> [Task] An exact reproduction of all the entries is what the answer must contain.
>>>>>
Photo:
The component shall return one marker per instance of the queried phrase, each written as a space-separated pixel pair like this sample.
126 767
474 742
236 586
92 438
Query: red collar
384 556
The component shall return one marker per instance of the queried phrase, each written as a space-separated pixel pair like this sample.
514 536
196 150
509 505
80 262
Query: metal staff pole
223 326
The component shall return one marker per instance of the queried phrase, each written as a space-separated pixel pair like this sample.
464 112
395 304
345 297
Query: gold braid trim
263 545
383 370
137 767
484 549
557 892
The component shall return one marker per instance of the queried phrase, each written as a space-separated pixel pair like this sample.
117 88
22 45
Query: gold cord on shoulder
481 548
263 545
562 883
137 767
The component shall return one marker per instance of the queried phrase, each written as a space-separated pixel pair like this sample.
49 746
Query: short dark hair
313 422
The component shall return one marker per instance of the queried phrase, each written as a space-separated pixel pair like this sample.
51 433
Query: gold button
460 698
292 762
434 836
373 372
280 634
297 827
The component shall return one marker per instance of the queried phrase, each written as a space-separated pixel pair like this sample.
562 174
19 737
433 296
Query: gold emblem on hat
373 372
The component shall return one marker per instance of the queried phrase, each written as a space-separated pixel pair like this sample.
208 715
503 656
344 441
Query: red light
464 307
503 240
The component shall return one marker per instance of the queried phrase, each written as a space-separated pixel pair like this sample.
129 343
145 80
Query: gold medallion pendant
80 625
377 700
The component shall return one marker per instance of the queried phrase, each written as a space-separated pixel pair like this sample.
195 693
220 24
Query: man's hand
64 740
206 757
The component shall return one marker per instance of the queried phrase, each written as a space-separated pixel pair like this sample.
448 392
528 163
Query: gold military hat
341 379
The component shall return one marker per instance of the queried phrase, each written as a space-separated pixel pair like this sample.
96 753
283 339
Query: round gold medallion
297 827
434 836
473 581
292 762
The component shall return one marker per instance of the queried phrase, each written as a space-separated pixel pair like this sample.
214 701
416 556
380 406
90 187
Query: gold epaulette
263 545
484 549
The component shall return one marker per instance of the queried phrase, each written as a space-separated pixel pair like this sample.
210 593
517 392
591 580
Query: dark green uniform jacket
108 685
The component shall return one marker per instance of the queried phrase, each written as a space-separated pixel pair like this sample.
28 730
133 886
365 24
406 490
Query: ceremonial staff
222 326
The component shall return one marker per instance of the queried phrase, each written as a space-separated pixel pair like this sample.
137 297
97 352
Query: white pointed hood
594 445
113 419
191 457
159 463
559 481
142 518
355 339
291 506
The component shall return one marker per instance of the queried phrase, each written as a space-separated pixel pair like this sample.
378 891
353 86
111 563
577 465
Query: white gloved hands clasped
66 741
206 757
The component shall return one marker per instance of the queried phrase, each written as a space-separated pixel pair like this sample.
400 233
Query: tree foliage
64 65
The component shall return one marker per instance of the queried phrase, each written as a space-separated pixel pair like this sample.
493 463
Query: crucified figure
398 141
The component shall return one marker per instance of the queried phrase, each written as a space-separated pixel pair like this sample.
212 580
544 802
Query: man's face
<<<<<
> [Answer to this exercise]
Photo:
The component shall return one marker per instance of the queried phrase, each written as a space-separated pixel pair like this sample.
126 767
474 742
236 586
92 438
Query: red collar
384 556
The component shall return one marker per instance of the queried phrase, each written as a space-separated pixel pair like this sample.
514 536
196 150
509 505
80 262
Query: metal staff pole
223 326
The component shall return one marker per instance of the queried phrase, each written as a space-separated pixel pair like this sample.
464 112
395 304
345 297
Query: gold braid trim
263 545
383 370
137 767
484 549
557 892
The component shall return one marker per instance of the queried phrase, each written as a space-separated pixel pair like this sample.
117 88
22 45
Query: gold cord on shoulder
481 548
263 545
562 883
137 767
The component shall return one marker per instance of the queried phrase, each written as a space-separated pixel pair like this sample.
49 746
Query: short dark hair
313 422
The component shall return one marker per instance of the queried phrase, each written as a space-separated pixel pair like this sample.
51 433
Query: gold button
460 698
292 762
434 836
373 372
280 634
297 827
The component shall return one marker per instance of the queried phrase, each written as a space-separated pixel pair like this sample.
562 174
19 737
433 296
Query: gold emblem on hat
373 372
The component shall return one marker per instance of the queried phrase, each written as a space-separated pixel pair like this sample.
208 715
503 656
344 441
Query: red light
464 307
503 240
The component shall return one marker per instance of the queried phrase, each written as a space-separated pixel pair like this sample.
129 343
145 80
Query: gold medallion pendant
80 625
377 700
The component shall return one marker per instance of the queried phrase, each written as a space-separated pixel pair like this sample.
195 693
220 24
Query: man's hand
64 740
206 757
The component shall return one marker per instance of the queried phrase, each written as a space-separated pixel pair like this sample.
448 392
528 163
Query: gold military hat
341 379
The component shall return one marker per instance of the queried phrase, each written as a space-separated pixel pair like this sample.
96 753
283 339
Query: round gold medallion
297 827
434 836
473 581
292 762
The component shall return one marker per instance of the queried phrase, each written as a space-separated pixel pair like this sample.
214 701
416 556
380 406
90 187
Query: gold epaulette
263 545
484 549
The component shall return one marker per instance of the queried phrase, each written as a space-separated pixel pair like this sample.
210 593
517 392
591 580
Query: dark green uniform jacket
108 685
The component shall return one marker per instance of the queried phrase, each written as a space-separated pixel pair like this sample.
28 730
133 886
365 24
406 490
Query: ceremonial staff
222 326
The component shall return one marker per instance of the queried phrase, each written as a space-separated pixel pair like this sample.
137 297
97 352
Query: white pointed hood
594 445
113 419
191 457
159 463
559 481
142 518
355 339
291 506
The component shall return one marker per instance of the queried phrase, each written as a space-separated pixel pair like this sample.
378 891
353 86
111 563
577 465
Query: white gloved hands clasped
66 741
206 757
The component shall return one marker per instance of the queried phrase, each written as a space-separated pixel pair like this sample.
400 233
Query: tree foliage
64 65
The component shall return one marker per instance of the queried phrase, each written as a space-separated pixel pair like this sample.
493 463
Query: crucified figure
398 141
The component shall return one marker per instance of the queried phrase, each written as a space-separated pixel pair like this sample.
212 580
544 802
Query: man's face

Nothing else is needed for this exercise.